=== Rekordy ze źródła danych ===
::::::

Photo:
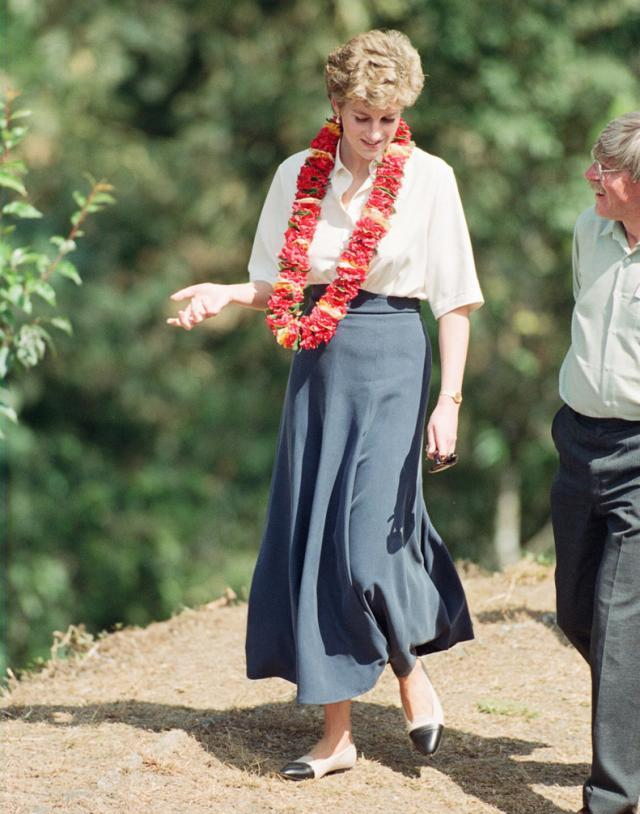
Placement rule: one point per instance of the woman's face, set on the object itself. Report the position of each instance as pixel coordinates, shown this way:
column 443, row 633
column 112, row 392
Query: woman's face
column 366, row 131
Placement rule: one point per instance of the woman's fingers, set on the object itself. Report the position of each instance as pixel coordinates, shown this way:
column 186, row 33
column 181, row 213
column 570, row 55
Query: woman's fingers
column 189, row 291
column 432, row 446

::::::

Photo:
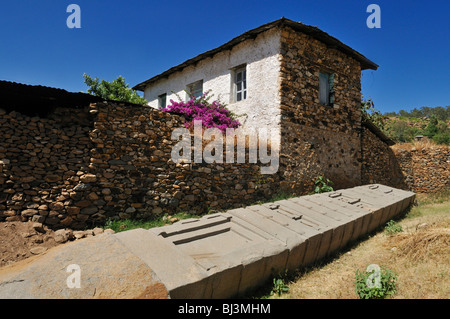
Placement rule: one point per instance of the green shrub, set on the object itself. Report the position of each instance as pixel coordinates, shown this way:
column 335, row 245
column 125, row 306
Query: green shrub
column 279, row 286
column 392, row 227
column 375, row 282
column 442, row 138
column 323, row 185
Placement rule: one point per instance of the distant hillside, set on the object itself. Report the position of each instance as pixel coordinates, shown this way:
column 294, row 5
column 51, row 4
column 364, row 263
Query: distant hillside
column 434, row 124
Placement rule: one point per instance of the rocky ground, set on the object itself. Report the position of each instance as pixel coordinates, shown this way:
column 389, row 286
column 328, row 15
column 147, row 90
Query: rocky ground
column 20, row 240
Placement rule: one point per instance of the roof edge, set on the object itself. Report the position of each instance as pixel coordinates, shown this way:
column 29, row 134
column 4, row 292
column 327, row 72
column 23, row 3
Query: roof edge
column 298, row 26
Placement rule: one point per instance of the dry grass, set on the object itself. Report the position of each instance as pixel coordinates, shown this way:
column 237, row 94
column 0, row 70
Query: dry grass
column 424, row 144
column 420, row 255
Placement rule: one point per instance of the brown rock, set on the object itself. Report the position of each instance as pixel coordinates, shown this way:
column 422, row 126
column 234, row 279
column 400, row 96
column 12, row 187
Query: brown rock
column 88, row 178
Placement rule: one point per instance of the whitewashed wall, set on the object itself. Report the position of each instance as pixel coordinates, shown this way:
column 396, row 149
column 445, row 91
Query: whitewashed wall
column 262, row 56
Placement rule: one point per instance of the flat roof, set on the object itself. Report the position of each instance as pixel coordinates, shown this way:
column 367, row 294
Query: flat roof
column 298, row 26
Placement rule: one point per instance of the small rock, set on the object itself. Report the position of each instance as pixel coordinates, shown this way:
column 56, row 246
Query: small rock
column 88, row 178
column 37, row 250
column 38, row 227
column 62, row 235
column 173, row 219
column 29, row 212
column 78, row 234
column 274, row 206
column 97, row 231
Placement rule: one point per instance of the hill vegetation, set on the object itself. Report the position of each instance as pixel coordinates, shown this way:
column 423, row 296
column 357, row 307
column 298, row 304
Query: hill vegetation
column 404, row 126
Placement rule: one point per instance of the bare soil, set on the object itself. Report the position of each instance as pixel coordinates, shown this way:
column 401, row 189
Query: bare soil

::::::

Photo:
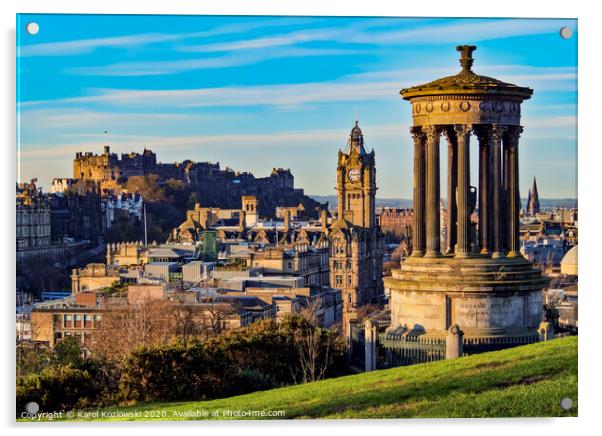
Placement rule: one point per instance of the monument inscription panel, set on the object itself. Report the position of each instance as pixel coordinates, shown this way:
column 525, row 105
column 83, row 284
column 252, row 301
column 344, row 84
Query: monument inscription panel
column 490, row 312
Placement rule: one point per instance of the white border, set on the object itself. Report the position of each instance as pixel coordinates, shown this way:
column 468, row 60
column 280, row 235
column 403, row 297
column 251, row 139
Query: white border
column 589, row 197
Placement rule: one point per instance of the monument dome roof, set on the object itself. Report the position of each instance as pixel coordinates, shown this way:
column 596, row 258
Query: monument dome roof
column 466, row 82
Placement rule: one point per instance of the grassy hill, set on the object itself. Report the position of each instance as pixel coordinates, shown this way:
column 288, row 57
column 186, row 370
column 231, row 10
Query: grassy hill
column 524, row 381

::::::

=== CEL ZADANIA ===
Przepisz wiersze zestawienia od wiersza zawierającego „Placement rule: one point per instance of the brown” do wiersza zawierającego „column 262, row 56” włącznie, zmieniając nazwę „brown rock” na „gray rock”. Reszta ma pozostać bez zmian.

=== WYNIK ĆWICZENIA ===
Placement rule: one point per instance of the gray rock, set on the object itself. Report the position of each instance as pixel coordinates, shown this way:
column 422, row 126
column 234, row 279
column 400, row 96
column 12, row 187
Query: gray rock
column 88, row 178
Placement rule: one point per instance of the whitewashed wall, set on the object itself. Report the position of each instance as pixel coordinates, shown this way:
column 396, row 149
column 445, row 91
Query: whitewashed wall
column 262, row 56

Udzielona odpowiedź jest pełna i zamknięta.